-- What is asked --
Answer these questions from the passage on salvation below:
1. What does the passage name as the only safety for Christians from sin and Satan?
2. What do many Christians in the contemporary church contend about once-saved Christians?
3. Which condition does the passage attach to verse 25 of 1Cor 9?

-- Selection --
★ ★ ★ ★ ★ ★ ★
Christians can yield to sin and be damned to hell, or obey God unto everlasting life. They cannot serve sin and Satan and rule and reign with Christ in eternity (CP Mt 6:22-24; Jn 8:31-35; Ga 1:10; Jas 4:4; 1Jn 2:15). The only safety for Christians from sin and Satan is to be totally consecrated to the service of God and completely yielded to the authority of His word (CP Mt 12:43-45; Lu 11:23-26). Unless after their conversion to Christ Christians quickly fill the void in their lives left by sin with the things of God, their old sinful nature will reassert itself and they will actually be worse off than they were before their conversion (CP He 6:4-6; 10:26-31; 2Pe 2:20-22).

There are many Christians in the contemporary church who contend that once-saved Christians can never lose their salvation and therefore those scriptures are not referring to Christians per se, but to those who have been exposed to the gospel and rejected it. That is not correct of course because only once-saved Christians have tasted the things of Heaven and been part of the work of the Holy Spirit. And only once-saved Christians have experienced the goodness of God's word and received a foretaste of eternal life. And last but by no means least, only those who had faith in the first place can depart from it (CP He 3:1, 14; 10:32). Christians choose for themselves if they want to stay saved (CP Mt 24:10-12; 1Ti 4:1; 2Ti 4:1-4; He 2:1-3; 3:12 - 4:1; 10:38; 12:35).

"Once saved" does not mean "always saved", as scriptures plainly teach. There are conditions attached to receiving the final reward for every Christian (CP 1Cor 9:24-27; Php 2:12). Paul underlines four conditions in 1Cor 9:24-27: Christians must be as earnest to be saved as athletes are to win a race (CP V 24 with Php 3:8-14; He 12:1-2); Christians must be temperate in all things (CP V 25 with 2Pe 1:4-11); Christians must fight with absolute confidence in victory (CP V 26 with 1Ti 6:11-14); Christians must keep the body under control and bring it into subjection (CP V 27 with Ro 8:12-13; 12:1-2; 1Cor 3:16-17).
★ ★ ★ ★ ★ ★ ★
-- Dataset entries --
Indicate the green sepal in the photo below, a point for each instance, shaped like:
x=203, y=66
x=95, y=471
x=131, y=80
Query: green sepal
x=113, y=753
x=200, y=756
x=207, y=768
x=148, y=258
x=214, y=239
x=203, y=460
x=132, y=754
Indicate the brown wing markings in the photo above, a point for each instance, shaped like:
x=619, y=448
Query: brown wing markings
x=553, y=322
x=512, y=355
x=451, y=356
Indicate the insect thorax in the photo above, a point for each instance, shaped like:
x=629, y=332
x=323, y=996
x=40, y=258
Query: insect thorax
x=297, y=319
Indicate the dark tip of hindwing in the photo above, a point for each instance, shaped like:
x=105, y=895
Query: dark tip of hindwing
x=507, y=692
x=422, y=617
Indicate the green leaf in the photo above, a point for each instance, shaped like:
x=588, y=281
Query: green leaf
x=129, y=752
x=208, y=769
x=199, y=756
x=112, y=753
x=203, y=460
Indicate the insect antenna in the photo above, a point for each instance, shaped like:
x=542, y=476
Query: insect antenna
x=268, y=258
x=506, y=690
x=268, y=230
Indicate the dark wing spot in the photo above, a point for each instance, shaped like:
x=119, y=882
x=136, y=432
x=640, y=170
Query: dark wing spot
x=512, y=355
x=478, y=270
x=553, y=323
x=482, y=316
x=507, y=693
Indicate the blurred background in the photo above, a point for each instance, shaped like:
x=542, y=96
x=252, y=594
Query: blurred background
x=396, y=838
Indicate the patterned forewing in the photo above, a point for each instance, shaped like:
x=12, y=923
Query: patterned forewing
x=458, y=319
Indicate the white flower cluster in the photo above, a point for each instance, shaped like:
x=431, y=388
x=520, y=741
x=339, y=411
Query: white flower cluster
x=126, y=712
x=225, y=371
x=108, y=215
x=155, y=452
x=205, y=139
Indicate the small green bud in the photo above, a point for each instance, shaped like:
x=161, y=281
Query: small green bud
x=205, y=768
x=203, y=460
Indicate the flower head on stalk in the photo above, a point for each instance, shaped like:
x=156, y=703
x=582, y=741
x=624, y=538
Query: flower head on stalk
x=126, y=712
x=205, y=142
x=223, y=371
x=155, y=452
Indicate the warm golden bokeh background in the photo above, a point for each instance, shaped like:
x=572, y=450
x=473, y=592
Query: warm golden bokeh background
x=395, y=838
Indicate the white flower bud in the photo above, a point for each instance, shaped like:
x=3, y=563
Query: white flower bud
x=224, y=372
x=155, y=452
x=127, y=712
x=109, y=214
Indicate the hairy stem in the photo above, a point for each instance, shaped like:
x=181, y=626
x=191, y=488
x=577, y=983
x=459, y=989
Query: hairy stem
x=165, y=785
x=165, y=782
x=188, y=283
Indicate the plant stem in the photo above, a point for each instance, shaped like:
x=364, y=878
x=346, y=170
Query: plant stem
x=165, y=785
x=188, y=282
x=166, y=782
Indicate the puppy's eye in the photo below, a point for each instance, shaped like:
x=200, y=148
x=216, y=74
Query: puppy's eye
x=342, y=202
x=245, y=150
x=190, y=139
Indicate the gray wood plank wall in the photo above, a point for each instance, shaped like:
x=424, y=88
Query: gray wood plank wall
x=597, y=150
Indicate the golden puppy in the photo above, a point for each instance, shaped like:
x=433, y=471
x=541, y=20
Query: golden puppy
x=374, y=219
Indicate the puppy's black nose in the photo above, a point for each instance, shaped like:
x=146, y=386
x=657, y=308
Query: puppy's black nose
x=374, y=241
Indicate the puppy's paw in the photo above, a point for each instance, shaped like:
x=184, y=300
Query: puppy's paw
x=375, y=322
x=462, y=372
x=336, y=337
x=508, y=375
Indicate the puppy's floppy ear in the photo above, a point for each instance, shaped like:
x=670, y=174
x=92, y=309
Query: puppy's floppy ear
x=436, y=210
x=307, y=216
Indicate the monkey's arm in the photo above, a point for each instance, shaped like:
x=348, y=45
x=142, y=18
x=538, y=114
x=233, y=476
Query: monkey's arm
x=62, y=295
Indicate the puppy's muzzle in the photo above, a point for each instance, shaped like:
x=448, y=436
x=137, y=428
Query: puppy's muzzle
★ ★ ★ ★ ★ ★ ★
-- Written response --
1. Being totally consecrated to the service of God and completely yielded to the authority of His word.
2. They contend that once-saved Christians can never lose their salvation.
3. Christians must be temperate in all things.